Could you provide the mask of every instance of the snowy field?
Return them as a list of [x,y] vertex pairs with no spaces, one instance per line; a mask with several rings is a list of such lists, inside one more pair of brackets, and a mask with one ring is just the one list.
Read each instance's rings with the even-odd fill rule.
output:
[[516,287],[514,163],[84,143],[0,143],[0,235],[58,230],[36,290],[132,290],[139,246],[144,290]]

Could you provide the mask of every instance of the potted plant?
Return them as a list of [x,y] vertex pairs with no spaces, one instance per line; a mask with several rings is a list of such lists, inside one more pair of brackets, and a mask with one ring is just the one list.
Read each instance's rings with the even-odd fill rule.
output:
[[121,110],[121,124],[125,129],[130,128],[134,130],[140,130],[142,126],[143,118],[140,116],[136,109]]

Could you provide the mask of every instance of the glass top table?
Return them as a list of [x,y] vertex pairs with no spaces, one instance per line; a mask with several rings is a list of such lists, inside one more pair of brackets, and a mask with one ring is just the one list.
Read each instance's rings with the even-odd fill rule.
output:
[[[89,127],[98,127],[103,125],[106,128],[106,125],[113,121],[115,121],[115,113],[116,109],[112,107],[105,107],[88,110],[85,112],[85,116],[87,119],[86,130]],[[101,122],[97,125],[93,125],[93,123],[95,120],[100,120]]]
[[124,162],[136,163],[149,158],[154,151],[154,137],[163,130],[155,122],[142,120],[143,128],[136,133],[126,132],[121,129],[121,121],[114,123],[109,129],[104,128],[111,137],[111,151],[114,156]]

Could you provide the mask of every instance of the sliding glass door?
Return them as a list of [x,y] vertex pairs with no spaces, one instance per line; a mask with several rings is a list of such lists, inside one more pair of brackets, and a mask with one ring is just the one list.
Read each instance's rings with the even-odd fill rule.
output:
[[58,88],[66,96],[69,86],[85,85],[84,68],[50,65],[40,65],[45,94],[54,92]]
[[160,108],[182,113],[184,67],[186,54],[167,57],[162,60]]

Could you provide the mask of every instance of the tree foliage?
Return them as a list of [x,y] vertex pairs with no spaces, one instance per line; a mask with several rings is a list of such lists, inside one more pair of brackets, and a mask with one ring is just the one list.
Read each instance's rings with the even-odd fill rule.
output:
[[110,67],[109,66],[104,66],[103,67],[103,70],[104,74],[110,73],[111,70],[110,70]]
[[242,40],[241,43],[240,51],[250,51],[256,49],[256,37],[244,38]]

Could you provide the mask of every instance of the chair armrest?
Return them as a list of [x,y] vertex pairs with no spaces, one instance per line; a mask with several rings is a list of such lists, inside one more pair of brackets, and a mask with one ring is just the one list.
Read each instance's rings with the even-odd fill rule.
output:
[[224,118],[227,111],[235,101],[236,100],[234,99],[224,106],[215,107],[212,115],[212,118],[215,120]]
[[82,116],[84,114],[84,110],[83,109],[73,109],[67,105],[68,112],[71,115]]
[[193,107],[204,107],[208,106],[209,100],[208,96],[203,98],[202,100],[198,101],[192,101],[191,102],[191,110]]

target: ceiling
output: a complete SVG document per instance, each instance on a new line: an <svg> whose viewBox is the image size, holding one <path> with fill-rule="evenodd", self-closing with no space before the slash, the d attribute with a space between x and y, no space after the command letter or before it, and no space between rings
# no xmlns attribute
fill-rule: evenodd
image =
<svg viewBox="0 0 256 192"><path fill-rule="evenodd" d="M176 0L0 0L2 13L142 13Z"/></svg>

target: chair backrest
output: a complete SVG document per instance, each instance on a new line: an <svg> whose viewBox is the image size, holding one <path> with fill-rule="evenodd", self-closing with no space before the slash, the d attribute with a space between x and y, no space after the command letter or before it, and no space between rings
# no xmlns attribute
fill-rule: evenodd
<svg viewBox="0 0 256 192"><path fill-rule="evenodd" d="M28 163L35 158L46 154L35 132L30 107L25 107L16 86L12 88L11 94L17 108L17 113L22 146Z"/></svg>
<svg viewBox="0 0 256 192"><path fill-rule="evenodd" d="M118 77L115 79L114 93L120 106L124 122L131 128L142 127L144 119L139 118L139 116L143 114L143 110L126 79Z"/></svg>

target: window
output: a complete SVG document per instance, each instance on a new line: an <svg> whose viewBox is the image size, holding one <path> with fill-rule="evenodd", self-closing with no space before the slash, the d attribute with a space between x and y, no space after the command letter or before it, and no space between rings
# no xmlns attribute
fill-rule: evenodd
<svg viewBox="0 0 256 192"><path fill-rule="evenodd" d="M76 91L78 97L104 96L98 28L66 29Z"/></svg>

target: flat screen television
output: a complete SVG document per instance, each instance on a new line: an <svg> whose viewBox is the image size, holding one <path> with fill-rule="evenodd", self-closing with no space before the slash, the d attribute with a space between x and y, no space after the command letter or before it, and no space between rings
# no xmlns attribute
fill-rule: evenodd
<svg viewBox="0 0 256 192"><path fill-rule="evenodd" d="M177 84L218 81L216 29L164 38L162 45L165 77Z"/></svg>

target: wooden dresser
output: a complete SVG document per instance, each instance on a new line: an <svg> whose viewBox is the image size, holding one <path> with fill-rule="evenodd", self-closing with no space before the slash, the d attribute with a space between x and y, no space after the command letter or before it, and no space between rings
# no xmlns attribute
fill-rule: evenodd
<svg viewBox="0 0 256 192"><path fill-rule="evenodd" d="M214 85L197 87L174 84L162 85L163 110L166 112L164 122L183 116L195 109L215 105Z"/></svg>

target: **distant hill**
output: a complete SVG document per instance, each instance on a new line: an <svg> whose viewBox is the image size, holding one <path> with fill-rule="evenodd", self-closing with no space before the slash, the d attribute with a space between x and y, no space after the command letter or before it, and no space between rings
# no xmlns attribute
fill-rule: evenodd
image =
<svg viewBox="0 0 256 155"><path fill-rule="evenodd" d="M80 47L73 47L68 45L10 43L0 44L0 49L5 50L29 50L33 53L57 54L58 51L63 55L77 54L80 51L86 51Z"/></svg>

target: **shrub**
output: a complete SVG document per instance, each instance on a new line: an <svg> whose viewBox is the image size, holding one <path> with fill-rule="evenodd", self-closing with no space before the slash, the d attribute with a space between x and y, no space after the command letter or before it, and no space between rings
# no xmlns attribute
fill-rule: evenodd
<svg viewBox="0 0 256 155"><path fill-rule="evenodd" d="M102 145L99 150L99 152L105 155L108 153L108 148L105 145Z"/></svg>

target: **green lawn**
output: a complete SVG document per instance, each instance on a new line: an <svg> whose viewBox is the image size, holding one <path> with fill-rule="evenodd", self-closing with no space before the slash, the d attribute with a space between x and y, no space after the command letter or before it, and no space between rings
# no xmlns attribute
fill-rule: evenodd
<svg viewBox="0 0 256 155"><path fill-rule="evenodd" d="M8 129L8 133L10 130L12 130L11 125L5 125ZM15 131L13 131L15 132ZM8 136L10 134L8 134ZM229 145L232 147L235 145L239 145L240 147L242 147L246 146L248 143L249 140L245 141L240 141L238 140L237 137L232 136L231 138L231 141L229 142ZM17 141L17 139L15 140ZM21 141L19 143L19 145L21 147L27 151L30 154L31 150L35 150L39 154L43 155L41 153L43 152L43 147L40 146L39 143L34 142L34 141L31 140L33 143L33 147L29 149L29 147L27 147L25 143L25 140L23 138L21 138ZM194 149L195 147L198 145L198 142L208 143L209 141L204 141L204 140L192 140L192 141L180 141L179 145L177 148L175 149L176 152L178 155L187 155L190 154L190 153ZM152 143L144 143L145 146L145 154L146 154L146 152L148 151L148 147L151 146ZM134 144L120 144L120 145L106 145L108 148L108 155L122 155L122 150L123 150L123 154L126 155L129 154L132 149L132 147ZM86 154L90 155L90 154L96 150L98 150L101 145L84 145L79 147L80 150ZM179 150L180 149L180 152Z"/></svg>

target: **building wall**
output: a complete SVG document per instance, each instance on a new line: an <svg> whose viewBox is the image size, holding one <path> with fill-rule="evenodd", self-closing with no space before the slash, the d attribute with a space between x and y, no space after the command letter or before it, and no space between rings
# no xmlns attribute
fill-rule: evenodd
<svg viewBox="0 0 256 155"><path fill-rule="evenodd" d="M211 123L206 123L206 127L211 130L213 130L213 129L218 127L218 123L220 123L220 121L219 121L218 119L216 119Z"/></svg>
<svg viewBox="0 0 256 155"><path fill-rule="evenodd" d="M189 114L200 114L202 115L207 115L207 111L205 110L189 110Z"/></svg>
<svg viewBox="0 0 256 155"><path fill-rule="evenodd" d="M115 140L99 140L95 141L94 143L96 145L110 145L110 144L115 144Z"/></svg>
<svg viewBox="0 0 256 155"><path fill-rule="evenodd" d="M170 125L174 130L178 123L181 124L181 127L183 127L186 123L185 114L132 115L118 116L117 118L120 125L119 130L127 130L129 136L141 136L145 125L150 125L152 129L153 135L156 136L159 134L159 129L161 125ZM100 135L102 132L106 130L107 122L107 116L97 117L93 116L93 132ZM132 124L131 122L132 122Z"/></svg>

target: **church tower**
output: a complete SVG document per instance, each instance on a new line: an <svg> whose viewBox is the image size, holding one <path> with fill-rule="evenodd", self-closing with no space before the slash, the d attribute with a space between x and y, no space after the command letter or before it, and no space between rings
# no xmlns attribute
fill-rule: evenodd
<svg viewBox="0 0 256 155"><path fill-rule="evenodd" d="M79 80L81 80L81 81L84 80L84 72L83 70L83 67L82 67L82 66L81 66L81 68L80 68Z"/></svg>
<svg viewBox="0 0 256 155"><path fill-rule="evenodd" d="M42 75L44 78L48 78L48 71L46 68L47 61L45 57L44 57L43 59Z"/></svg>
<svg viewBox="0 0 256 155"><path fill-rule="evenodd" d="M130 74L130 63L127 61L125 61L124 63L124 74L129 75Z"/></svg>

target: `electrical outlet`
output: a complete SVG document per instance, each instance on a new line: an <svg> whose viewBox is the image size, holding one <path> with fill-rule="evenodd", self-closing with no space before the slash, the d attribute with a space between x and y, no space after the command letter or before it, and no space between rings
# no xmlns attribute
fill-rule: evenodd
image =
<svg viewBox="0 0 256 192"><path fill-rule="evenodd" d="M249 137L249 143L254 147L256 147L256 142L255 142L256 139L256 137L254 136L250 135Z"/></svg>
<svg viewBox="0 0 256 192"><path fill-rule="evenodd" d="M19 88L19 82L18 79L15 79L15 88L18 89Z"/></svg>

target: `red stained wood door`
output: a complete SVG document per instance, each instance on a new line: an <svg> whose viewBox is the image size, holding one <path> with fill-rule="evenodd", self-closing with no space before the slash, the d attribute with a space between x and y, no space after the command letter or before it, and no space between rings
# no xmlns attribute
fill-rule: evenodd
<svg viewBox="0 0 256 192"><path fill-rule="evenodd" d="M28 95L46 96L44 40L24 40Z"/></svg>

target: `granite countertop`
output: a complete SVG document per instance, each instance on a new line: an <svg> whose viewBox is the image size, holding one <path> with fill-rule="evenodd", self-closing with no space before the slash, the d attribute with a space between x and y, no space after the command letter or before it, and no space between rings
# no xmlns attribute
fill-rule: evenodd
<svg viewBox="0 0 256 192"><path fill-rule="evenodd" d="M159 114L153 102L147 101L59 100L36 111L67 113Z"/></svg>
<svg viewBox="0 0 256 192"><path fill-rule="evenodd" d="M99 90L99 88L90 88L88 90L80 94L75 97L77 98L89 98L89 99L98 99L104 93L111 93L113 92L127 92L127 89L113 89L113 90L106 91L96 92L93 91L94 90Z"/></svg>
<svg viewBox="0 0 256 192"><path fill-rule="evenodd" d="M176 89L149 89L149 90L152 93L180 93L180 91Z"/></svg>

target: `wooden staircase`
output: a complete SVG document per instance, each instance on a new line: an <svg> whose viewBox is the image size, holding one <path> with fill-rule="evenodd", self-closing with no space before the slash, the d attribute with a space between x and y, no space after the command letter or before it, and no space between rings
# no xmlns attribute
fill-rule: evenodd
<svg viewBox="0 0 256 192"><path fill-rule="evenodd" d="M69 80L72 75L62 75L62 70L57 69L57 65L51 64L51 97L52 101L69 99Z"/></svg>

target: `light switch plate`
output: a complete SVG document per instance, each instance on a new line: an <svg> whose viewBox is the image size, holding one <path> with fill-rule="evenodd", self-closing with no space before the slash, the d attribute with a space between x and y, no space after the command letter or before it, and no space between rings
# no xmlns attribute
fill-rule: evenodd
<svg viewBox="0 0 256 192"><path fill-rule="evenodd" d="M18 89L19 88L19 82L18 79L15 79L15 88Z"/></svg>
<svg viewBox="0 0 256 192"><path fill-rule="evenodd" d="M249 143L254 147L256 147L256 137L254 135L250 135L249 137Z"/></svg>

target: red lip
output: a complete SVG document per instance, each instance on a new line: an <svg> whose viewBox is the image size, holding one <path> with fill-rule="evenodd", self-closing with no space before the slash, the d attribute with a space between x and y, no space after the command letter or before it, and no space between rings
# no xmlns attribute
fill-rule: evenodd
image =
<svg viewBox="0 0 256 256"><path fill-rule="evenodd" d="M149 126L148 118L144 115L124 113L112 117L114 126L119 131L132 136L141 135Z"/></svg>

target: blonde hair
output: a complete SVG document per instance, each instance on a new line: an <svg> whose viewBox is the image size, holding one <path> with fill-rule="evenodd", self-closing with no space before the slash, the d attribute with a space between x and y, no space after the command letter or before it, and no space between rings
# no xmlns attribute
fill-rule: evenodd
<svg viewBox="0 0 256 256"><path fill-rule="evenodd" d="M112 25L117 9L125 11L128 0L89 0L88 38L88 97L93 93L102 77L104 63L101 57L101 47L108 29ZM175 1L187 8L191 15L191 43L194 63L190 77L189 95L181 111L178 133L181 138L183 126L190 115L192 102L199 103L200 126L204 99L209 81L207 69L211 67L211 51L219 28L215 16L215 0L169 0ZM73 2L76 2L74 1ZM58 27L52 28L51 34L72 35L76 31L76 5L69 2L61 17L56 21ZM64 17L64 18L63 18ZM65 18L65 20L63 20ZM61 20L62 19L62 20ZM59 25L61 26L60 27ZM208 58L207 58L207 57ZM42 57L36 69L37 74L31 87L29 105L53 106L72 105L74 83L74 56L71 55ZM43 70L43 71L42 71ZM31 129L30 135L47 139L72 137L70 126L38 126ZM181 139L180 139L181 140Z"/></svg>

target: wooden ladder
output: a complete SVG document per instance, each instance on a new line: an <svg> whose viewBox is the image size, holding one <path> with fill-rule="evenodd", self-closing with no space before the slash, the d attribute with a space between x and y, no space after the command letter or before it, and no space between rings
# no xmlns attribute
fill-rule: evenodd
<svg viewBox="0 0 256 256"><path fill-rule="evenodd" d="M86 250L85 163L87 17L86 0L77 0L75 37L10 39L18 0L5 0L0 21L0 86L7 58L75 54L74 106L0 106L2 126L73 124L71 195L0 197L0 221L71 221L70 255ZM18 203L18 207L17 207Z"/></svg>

-.-.-

- EXERCISE:
Change every "vertex pairs" to "coordinate pairs" in the lines starting at the one containing "Could you provide the mask of every instance of the glass" and ending at the one containing "[[160,108],[182,113],[184,67],[186,54],[167,57],[162,60]]", and give only those lines back with nothing else altered.

- SOLVED PROBLEM:
Could you provide the mask of every instance of the glass top table?
Return them as a list of [x,y] coordinate pairs with no spaces, one instance per line; a mask with several rings is a list of such lists, inside one more pair of brackets, and a mask with one ring is just the one list.
Read each instance's rings with the even-odd fill rule.
output:
[[[89,127],[98,127],[103,125],[106,128],[106,125],[113,121],[115,121],[115,113],[116,109],[112,107],[105,107],[88,110],[85,112],[85,116],[87,119],[86,130]],[[101,122],[97,125],[93,125],[93,123],[95,120],[100,120]]]
[[124,162],[136,163],[149,158],[154,151],[154,137],[163,130],[155,122],[142,120],[143,128],[136,133],[126,132],[121,129],[121,121],[114,123],[109,129],[104,128],[111,137],[111,151],[114,156]]

Could you provide the mask of every instance of the sliding glass door?
Return them as a list of [x,y] coordinate pairs with no spaces, one instance per line; a mask with several rings is a list of such lists, inside one more pair of brackets, and a mask with one ring is just the one list.
Read each instance's rings with the even-odd fill rule.
output:
[[58,88],[66,96],[69,86],[85,85],[84,68],[50,65],[40,65],[45,94],[54,92]]
[[160,108],[182,113],[184,67],[186,54],[167,57],[162,60]]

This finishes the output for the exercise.